__Exercise aim__. Filter the entries below and copy out every line that contains the string "headlight".

__Data shown__.
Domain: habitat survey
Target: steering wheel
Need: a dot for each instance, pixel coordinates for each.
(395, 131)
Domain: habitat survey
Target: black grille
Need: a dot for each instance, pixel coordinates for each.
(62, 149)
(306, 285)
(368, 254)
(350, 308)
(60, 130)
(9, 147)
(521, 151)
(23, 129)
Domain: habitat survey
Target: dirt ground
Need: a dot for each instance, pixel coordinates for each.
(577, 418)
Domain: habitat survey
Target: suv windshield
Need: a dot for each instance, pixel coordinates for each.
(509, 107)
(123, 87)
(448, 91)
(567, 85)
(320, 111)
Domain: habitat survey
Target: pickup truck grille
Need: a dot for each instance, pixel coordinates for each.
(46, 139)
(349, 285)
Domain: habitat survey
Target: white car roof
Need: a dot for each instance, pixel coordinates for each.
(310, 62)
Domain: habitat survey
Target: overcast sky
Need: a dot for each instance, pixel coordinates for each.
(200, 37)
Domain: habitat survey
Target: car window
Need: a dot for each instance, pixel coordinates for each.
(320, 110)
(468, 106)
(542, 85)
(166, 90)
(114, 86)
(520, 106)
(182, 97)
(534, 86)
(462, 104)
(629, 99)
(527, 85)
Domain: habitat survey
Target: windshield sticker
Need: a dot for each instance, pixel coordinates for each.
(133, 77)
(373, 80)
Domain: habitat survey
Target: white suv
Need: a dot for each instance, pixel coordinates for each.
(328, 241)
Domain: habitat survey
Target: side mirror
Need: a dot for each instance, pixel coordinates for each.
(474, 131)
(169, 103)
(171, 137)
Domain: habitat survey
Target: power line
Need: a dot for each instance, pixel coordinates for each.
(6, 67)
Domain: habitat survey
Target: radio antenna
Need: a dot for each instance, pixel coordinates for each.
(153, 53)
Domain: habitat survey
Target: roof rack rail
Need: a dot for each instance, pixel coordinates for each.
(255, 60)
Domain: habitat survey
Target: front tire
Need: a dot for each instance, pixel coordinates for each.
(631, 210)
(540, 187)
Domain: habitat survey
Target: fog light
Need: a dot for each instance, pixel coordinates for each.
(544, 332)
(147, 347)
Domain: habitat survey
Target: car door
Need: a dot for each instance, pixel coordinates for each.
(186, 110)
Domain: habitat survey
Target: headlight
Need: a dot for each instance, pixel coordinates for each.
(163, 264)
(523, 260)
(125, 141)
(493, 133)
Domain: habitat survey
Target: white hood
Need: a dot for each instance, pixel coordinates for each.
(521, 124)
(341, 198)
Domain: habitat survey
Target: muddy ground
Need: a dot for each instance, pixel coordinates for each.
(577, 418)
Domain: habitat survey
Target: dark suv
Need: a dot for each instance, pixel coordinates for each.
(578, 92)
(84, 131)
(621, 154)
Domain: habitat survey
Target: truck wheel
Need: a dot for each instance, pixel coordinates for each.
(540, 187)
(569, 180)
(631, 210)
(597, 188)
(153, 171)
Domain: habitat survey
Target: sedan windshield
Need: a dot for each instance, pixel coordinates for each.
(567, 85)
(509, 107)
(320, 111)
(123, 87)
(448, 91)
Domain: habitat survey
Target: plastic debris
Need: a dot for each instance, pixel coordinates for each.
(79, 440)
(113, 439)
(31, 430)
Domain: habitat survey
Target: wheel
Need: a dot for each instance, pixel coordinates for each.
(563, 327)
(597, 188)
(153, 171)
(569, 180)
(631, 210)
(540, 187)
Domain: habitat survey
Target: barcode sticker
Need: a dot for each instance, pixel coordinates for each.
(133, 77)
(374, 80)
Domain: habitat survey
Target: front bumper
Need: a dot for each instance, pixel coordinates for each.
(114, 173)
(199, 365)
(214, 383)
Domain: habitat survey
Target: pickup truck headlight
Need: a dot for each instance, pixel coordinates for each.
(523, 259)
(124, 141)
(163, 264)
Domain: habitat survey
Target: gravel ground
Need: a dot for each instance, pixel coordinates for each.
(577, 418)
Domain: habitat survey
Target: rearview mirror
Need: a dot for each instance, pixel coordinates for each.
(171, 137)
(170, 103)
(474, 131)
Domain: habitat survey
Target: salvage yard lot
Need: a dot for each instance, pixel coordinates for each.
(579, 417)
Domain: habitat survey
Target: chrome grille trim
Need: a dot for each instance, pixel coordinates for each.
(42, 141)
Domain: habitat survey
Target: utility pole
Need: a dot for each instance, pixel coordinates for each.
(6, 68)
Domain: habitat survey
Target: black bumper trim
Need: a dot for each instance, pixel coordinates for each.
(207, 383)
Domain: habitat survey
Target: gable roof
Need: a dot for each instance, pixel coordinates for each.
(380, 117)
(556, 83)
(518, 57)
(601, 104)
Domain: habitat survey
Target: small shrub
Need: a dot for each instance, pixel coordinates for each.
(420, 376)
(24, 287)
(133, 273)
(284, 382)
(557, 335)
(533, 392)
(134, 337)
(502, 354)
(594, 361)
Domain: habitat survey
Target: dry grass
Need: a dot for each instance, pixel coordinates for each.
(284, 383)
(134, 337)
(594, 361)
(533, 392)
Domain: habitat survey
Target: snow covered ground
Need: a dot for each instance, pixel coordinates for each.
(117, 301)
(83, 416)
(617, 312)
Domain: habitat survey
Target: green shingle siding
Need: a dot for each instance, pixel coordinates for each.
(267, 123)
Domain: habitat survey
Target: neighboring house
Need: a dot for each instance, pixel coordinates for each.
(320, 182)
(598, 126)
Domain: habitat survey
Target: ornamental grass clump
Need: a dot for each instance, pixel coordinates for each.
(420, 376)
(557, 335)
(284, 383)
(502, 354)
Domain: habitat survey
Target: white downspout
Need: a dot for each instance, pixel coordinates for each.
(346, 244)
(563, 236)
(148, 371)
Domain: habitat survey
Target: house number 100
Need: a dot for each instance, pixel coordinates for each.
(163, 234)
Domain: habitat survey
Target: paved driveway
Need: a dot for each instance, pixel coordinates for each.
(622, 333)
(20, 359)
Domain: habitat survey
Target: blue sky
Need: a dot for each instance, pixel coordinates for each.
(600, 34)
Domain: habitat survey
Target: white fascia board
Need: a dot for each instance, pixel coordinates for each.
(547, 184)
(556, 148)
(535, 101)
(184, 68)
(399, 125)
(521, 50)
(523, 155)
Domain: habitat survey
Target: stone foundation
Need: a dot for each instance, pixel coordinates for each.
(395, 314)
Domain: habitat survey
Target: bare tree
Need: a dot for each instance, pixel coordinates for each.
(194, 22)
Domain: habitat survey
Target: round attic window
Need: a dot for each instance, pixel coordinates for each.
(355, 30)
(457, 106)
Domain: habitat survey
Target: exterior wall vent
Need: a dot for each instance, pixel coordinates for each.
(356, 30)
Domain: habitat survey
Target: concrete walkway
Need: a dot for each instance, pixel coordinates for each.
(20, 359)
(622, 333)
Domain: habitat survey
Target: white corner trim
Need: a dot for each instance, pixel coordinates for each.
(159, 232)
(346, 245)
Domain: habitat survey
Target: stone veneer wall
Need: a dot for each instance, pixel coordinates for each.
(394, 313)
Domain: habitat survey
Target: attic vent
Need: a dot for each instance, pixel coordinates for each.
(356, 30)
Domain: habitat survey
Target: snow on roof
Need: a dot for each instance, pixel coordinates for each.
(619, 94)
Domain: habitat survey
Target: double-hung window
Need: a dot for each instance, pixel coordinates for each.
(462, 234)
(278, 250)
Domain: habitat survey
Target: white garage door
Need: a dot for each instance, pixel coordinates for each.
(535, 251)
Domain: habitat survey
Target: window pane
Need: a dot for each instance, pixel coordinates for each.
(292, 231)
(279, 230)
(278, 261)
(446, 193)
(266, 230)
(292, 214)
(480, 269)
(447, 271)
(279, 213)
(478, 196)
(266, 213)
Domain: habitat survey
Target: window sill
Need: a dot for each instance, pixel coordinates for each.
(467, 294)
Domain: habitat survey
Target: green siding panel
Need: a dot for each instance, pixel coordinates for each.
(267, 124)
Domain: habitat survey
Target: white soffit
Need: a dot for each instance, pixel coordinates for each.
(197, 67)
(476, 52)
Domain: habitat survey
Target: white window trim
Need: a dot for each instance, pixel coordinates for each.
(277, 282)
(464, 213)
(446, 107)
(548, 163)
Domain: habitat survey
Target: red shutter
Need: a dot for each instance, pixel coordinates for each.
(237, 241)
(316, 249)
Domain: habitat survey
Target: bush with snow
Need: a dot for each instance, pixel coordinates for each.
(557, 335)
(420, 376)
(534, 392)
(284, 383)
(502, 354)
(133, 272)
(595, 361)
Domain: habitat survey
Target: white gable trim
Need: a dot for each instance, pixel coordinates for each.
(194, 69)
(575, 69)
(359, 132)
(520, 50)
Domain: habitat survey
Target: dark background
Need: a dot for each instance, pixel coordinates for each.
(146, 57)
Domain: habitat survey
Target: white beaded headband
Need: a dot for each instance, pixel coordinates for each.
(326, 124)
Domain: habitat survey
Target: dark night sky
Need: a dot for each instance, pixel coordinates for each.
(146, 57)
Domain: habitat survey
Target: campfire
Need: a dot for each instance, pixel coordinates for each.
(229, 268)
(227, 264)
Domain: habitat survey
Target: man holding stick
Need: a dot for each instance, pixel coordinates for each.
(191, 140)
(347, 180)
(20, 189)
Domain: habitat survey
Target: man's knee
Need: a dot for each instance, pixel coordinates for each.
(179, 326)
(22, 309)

__Written answer__.
Target: headlight
Target: pickup truck headlight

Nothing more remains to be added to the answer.